═════ Records shown ═════
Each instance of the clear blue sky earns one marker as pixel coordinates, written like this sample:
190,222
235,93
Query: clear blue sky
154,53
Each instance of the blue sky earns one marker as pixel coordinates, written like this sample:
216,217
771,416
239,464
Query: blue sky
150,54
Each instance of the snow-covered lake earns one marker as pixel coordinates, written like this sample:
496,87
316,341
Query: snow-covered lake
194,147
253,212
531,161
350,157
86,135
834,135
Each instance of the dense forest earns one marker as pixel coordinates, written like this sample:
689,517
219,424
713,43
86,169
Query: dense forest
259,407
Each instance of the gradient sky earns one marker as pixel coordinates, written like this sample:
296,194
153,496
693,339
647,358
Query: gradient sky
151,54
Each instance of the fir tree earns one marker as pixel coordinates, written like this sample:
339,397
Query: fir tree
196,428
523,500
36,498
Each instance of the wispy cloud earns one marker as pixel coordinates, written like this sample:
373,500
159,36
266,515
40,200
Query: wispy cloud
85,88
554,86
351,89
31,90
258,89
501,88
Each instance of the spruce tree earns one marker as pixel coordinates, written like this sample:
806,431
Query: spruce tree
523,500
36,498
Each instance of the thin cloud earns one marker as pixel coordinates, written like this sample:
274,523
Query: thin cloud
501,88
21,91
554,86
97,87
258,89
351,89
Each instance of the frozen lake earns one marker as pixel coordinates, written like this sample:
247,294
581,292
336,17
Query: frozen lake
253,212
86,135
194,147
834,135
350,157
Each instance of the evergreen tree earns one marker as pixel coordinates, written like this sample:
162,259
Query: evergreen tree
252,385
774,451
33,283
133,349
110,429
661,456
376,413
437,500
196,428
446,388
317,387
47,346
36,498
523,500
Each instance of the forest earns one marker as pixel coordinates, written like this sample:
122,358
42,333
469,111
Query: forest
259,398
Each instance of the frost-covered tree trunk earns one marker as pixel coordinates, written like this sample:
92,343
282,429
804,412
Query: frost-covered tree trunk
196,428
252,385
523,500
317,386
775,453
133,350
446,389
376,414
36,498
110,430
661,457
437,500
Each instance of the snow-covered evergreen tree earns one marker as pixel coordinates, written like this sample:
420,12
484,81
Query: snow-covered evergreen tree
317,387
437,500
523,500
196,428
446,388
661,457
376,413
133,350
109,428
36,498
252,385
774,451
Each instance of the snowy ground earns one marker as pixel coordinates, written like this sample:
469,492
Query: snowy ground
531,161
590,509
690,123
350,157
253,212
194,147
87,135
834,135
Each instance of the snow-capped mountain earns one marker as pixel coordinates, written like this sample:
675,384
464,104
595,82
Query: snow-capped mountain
═════
Set down, exactly and in full, the lines from the one containing "Each instance of the frozen" through the end of the entries; no other line belongs.

Each instance of the frozen lake earns one marker as pixel coordinates, written like this sample:
247,294
581,292
336,17
Query: frozen lake
253,212
86,135
194,147
834,135
350,157
Each instance of the evergreen tree earns one marker as pixel coordinates, written like this sample:
162,259
Query: evergreen tree
252,385
774,451
33,283
133,349
110,429
661,456
376,413
437,500
196,428
446,388
317,387
47,346
36,498
523,500
Each instance of the forest earns one marker as pixel coordinates, written like this sample:
122,358
42,333
469,111
Query: forest
259,398
Each instance of the frost-covered tree trunk earns one marker as pixel coordinates, written like this sample:
92,343
282,429
804,412
Query: frost-covered tree trunk
196,428
252,385
523,500
317,386
775,453
133,350
446,389
376,414
36,498
110,430
661,457
437,500
Each instance of the snow-covered evergreen tree earns one marker as pixel coordinates, written like this sample:
420,12
484,81
Query: snow-covered evergreen tree
317,387
437,500
523,500
196,428
446,388
661,457
376,413
133,350
109,428
36,498
252,385
774,451
Each instance of the snowy ground earns one marker as pixel coordinates, written like this sample:
469,492
Query: snowy ground
531,161
590,509
690,123
350,157
253,212
194,147
87,135
834,135
Each instance of the snow-capped mountain earns one marker as pixel coordinates, written like this sample:
675,384
464,104
595,82
Query: snow-capped mountain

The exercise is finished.